TASK TO CARRY OUT:
Return all the lines below, exactly as they read.

===== PROVIDED DATA

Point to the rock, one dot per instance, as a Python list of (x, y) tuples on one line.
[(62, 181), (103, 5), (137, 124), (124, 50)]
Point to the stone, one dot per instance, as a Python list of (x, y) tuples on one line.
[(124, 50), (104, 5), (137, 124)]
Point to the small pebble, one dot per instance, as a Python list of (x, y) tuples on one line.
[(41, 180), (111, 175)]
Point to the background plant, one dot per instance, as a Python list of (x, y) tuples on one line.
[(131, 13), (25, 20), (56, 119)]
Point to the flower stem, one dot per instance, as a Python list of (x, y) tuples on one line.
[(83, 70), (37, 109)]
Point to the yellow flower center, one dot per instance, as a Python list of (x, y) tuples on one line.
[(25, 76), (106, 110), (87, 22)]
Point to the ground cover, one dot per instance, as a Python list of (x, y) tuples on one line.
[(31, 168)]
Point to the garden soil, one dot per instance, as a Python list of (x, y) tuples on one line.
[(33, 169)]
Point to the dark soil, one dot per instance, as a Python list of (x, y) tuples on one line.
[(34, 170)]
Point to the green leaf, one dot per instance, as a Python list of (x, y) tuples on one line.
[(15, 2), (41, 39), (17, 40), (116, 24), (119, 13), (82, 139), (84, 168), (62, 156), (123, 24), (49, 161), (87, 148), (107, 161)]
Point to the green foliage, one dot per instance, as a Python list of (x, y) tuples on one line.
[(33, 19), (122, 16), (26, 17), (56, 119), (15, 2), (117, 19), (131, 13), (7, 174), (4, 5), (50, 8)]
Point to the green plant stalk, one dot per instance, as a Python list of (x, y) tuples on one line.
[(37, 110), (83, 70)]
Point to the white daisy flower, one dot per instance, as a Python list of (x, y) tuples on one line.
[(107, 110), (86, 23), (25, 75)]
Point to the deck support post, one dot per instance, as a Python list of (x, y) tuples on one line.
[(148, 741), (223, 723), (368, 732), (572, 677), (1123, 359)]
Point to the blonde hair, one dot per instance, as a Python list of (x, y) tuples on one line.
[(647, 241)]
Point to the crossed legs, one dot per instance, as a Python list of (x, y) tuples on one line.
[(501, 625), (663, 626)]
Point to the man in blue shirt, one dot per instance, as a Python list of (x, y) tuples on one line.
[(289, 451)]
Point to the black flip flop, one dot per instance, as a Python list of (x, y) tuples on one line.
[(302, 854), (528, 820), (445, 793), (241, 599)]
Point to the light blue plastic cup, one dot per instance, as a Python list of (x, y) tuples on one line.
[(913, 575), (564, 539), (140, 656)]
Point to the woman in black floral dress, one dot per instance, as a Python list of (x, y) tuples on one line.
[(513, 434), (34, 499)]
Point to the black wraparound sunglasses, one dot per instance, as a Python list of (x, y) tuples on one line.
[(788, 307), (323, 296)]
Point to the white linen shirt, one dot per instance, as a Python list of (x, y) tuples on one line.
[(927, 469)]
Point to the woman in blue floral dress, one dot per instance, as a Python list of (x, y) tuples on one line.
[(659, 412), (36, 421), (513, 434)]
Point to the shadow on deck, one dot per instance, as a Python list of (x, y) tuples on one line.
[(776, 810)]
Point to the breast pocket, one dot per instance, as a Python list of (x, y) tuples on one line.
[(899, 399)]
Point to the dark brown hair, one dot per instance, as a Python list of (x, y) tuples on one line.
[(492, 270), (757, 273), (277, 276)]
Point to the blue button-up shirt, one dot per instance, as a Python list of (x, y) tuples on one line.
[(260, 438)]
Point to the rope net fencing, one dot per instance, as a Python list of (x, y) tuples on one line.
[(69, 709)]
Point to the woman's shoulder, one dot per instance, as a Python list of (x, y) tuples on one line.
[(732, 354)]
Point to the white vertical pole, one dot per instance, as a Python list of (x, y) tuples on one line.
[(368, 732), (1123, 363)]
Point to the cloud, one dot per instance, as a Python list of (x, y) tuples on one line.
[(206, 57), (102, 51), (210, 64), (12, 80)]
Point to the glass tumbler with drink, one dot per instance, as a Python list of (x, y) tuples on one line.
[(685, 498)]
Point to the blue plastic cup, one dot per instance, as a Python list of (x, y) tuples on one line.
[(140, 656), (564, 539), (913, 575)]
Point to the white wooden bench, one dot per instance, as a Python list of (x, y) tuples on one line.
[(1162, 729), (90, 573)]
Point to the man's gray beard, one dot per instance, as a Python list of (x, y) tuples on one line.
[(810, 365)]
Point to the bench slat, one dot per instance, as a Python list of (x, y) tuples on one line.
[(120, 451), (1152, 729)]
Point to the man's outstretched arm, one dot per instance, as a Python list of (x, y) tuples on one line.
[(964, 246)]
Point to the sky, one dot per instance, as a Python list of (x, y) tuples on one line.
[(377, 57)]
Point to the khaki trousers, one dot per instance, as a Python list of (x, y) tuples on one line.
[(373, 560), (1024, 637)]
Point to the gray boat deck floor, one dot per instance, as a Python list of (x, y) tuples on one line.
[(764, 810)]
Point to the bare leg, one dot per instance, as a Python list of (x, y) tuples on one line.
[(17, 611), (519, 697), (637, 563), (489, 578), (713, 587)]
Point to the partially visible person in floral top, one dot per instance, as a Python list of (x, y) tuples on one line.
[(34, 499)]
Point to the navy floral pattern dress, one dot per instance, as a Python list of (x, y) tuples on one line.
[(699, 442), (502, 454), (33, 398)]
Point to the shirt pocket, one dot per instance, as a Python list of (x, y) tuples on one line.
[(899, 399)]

==========

EXERCISE ANSWER:
Point to the rock, one dot per instance, as a Python list of (x, y) tuples on one line.
[(62, 181), (103, 5), (137, 124), (124, 50)]
Point to the stone, one dot per instance, as a Python list of (x, y) tuples on one line.
[(124, 50), (104, 5), (137, 124)]
Point to the small pebble, one dot per instance, as a Python list of (x, y) tuples on one line.
[(41, 180), (111, 175)]
Point to the background plant, one dot per instance, as a Python list of (x, y) tuples on one line.
[(131, 13), (25, 20), (56, 119)]
Point to the flower stem, one dot per instance, as a Python list of (x, y) tuples on one line.
[(83, 70), (37, 109)]
Point to the yellow flower center, one dot per instance, as a Python list of (x, y) tuples on one line.
[(25, 76), (106, 110), (87, 22)]
Point to the ground cover, one dot per instance, as a Python list of (x, y) tuples on one line.
[(31, 168)]
Point to the garden soil, one dot per instance, as a Python list of (x, y) tuples on one line.
[(33, 169)]
Point to the dark soil, one dot per instance, as a Python list of (x, y) tuples on one line.
[(34, 170)]
Point to the green leaf, one dot per instance, as a Python list of (x, y) tuples on one line.
[(15, 2), (41, 39), (17, 40), (116, 24), (119, 13), (82, 139), (84, 168), (62, 156), (123, 24), (49, 161), (87, 148), (107, 161)]
Point to the green foliage, one dot per instance, as a Python list of (x, y) tuples on one line.
[(33, 19), (122, 16), (26, 17), (56, 119), (15, 2), (117, 19), (131, 13), (7, 174), (4, 5), (50, 8)]
Point to the green plant stalk, one dot per instance, as a Python list of (x, y) tuples on one line.
[(37, 110), (83, 70)]
Point to the white daisy flower, one dot per instance, as a Python list of (x, y) tuples on one line.
[(107, 110), (86, 23), (25, 75)]
Point to the deck support post, one dot per instance, as a Python list of (x, y) tuples on one line.
[(148, 741), (223, 723), (368, 732), (572, 677), (1123, 359)]
Point to the blonde hair, one dot per instance, as a Python list of (x, y) tuples on one line.
[(647, 241)]
Point to the crossed legs, one dot per instance, as a Python list of (x, y) tuples on one line.
[(501, 625), (663, 626)]
Point to the man in blue shirt, one dot per instance, as a Python list of (x, y) tuples on one line.
[(289, 451)]
Point to the black flip flop, one dot per instance, as a Python list of (x, y) tuples on one line.
[(302, 854), (528, 820), (445, 793), (241, 599)]
Point to the light blue plastic cup, one dot per instance, as a Python list of (x, y) tuples on one line.
[(913, 575), (564, 539), (140, 656)]
Point to the woman in black floral dress, one dot per instance, as a Python list of (x, y) tuples on one line.
[(513, 434), (34, 499)]
Point to the black wraparound sunglasses, one dot per instance, as a Python list of (x, y) tuples on one line.
[(788, 307), (323, 296)]
Point to the white linen shirt, one dot per instance, as a Python list of (x, y) tuples on one line.
[(927, 469)]
Point to the woman in blue floral dress, one dot per instance, as a Python list of (x, y) tuples on one line.
[(659, 412), (36, 421), (513, 434)]
Point to the shadow on deck, one dot per instance, as a Python list of (x, y) tuples on one line.
[(776, 810)]
Point to the breast pocket, one dot per instance, as a Python list of (x, y) tuples on one line.
[(899, 399)]
Point to the dark brown hair, one dot per instance, as a Python list of (x, y) tuples on one line.
[(492, 270), (757, 273), (277, 276)]
Point to the blue button-up shirt, one dot per instance, as a Python list of (x, y) tuples on one line.
[(260, 438)]
Point to the rope net fencing, one dot per instance, as a Python list of (x, y) tuples on one line.
[(69, 709)]
Point to the woman's shoulder, one dot per instance, as a Python list of (x, y) tuples on one line.
[(732, 354)]
Point to the white vertical pole, one dot per instance, as a Python list of (x, y) tuples on one line.
[(368, 732), (1123, 363)]
Point to the cloud, one dot per instance, as a Python list of (x, y) tuples on one line.
[(206, 57), (102, 51), (210, 64), (12, 80)]
Point to the glass tumbler with drink, one dot per instance, as a Python list of (x, y) tuples on one line.
[(685, 498)]
Point to the blue plastic cup, one dot per instance, as a Python list of (x, y) tuples on one line.
[(140, 656), (564, 539), (913, 575)]
Point to the white wooden bench, one dot per instance, as a Python list of (x, y) tuples on one line.
[(1162, 729), (90, 573)]
Point to the man's gray beard, one dot per instance, as a Python list of (x, y) tuples on one line.
[(810, 365)]
Point to the bench slat, one dot per instance, as a Python list of (x, y) tuples on one line.
[(120, 451), (1152, 729)]
Point to the man's outstretched arm, one dot per instance, as a Python list of (x, y) tuples on one line.
[(964, 246)]
Point to the sky, one dot per instance, as a Python list of (x, y) tuples on one line.
[(377, 57)]
Point to the khaki trousers, one dot per instance, as a Python list of (x, y) tuples on one line.
[(373, 560), (1024, 637)]
Point to the gray boat deck floor, one dot per instance, as a Python list of (x, y) tuples on one line.
[(764, 810)]
Point to the bare leg, one dot per instance, as a Python list of (x, y) tuples on one line.
[(17, 611), (519, 697), (637, 563), (489, 578), (713, 587)]
Point to the partially visible person in floral top, one dot per instance, as a Python list of (x, y) tuples on one line.
[(34, 499)]
Point to the navy floral pattern dress, one dot per instance, as a Python list of (x, y) tuples on one line.
[(699, 442), (502, 454), (33, 398)]
Point to the shirt pocket, one dot per instance, as a Python list of (x, y) tuples on one line.
[(899, 399)]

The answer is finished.